» Task: Select each line in the entries below that contains the word "tree". Case counts.

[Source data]

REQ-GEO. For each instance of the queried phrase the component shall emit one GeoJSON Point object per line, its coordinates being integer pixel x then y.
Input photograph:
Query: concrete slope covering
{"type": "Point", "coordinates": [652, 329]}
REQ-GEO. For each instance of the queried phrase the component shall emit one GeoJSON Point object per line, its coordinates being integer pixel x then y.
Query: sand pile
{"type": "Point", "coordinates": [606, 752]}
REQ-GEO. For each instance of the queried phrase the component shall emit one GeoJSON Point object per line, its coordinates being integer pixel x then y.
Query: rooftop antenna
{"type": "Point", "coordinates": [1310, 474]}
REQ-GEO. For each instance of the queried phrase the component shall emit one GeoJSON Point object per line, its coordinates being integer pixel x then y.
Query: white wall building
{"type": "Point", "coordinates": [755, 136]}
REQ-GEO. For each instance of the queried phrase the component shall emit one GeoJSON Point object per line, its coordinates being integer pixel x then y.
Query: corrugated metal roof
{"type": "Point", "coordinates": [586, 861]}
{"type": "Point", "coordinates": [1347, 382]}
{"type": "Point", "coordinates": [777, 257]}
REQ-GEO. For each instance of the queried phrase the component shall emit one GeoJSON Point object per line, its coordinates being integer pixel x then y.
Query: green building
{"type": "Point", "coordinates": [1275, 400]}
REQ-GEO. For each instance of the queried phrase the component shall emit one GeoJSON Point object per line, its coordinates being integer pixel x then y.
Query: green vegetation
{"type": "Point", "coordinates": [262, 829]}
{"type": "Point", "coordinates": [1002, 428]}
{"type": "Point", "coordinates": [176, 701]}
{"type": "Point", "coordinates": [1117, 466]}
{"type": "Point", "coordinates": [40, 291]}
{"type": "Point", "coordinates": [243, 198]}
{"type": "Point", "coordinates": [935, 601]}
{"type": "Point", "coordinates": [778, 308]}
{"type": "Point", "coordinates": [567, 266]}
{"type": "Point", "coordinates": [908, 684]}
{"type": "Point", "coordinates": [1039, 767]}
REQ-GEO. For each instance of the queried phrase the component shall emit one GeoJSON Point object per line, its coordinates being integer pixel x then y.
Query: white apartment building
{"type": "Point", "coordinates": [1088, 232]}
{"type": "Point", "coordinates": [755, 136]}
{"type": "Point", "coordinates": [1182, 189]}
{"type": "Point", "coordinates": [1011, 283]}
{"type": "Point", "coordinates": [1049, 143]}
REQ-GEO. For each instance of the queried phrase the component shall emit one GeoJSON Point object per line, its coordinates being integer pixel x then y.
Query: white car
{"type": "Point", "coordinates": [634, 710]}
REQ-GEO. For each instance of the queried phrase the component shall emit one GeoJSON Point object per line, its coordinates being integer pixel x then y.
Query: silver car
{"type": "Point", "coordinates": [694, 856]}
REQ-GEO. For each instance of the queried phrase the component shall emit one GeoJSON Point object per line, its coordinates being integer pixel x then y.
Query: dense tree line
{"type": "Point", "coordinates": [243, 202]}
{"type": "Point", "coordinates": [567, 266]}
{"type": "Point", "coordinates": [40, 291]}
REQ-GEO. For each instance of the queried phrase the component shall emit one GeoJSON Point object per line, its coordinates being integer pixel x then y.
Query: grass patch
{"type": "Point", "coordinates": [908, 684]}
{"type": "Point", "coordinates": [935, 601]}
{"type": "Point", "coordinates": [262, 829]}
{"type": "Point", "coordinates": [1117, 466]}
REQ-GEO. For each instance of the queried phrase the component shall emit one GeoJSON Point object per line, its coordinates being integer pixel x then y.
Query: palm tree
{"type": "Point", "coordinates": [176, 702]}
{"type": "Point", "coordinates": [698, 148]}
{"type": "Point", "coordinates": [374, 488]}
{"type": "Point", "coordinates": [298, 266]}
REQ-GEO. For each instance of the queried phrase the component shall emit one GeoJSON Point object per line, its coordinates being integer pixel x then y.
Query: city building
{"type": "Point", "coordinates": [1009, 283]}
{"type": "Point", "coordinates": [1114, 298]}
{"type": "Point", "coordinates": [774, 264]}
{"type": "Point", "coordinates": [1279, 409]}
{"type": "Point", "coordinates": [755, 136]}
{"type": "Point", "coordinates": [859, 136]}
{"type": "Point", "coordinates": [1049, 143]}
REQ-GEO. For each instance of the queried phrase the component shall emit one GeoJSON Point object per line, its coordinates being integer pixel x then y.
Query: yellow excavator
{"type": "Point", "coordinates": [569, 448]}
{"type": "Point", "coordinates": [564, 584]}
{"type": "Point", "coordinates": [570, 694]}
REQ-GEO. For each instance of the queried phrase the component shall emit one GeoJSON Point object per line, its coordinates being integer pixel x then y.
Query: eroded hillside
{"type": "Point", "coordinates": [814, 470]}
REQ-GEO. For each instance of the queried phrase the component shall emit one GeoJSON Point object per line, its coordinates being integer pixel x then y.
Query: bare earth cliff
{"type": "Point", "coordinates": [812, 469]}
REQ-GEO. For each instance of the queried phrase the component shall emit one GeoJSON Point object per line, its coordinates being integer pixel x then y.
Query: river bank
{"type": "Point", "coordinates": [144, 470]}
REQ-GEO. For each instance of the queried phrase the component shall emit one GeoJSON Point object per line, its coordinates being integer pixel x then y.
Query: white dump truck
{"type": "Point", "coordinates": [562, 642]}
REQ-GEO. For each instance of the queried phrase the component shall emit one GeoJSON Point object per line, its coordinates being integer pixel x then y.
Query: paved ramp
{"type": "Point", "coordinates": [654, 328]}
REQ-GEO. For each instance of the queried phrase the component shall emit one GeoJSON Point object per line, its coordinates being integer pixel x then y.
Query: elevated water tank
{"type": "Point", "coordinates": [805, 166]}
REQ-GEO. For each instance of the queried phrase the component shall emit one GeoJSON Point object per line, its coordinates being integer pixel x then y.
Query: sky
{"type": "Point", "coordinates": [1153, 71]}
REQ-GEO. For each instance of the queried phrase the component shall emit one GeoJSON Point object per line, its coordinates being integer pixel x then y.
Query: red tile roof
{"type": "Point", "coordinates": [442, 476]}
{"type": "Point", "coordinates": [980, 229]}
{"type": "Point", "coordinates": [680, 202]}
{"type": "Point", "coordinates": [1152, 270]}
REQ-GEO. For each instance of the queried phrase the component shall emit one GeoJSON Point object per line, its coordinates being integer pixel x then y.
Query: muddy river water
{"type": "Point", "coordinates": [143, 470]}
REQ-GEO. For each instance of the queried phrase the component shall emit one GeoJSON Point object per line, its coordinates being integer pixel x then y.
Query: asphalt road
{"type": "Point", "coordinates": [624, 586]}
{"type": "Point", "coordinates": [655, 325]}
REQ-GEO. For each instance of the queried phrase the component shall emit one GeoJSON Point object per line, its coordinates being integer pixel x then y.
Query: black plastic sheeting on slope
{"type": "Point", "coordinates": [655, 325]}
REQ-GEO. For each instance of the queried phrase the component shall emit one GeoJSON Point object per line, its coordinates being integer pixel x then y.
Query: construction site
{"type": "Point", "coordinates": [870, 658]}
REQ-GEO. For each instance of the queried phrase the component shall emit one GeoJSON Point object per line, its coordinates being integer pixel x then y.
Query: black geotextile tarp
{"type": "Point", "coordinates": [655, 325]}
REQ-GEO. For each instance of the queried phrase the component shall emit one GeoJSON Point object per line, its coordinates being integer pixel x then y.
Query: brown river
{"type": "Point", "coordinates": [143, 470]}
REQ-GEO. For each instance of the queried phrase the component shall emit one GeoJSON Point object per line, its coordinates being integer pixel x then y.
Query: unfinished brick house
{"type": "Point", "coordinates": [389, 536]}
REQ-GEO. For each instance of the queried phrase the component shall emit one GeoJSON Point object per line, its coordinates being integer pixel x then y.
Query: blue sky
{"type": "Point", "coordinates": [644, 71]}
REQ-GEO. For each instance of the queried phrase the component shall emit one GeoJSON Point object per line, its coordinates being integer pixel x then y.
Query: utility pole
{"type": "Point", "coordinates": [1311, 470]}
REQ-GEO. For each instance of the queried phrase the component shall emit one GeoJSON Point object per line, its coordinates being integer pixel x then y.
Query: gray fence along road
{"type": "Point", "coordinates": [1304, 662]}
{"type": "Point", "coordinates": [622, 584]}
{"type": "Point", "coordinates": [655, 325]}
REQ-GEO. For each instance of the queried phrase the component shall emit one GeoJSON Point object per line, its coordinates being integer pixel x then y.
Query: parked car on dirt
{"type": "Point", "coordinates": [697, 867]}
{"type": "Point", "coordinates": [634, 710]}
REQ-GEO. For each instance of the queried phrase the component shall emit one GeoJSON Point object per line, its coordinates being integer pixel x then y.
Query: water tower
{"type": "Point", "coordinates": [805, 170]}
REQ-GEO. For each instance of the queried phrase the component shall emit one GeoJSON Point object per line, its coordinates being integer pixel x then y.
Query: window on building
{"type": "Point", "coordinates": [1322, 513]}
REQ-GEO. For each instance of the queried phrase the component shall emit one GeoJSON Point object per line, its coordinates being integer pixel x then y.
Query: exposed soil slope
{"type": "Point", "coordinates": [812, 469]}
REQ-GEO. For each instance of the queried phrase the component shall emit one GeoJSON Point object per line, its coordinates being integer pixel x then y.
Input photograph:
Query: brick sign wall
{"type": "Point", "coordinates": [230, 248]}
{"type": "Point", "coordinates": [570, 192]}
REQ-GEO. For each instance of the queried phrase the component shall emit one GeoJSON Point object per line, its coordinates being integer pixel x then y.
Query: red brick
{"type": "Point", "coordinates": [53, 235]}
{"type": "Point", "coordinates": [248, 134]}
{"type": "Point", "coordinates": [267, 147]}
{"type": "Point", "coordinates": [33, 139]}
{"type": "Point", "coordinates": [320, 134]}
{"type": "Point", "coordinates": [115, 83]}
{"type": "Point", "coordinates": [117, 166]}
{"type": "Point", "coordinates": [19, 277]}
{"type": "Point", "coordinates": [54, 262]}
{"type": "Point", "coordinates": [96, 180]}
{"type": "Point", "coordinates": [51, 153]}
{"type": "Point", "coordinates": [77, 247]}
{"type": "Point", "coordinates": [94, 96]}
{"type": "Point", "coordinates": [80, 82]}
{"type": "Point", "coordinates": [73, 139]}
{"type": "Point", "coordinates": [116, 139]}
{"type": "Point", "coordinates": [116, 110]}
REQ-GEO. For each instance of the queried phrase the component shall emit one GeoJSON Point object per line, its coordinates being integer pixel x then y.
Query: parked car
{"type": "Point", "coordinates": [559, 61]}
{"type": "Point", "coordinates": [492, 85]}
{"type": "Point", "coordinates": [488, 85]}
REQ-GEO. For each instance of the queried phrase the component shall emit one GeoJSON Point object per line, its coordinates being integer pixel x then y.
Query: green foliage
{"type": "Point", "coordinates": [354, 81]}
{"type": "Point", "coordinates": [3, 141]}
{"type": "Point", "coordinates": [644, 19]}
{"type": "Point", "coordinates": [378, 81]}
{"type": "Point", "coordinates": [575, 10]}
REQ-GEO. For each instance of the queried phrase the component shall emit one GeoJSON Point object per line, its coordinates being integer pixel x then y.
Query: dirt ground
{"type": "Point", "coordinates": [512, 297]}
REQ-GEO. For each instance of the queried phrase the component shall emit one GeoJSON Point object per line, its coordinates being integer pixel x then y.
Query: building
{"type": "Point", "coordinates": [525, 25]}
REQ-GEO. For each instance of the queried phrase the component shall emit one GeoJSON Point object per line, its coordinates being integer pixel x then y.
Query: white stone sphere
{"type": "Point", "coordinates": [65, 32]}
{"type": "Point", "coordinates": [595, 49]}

» Solution to this task:
Query: dense tree line
Query: palm tree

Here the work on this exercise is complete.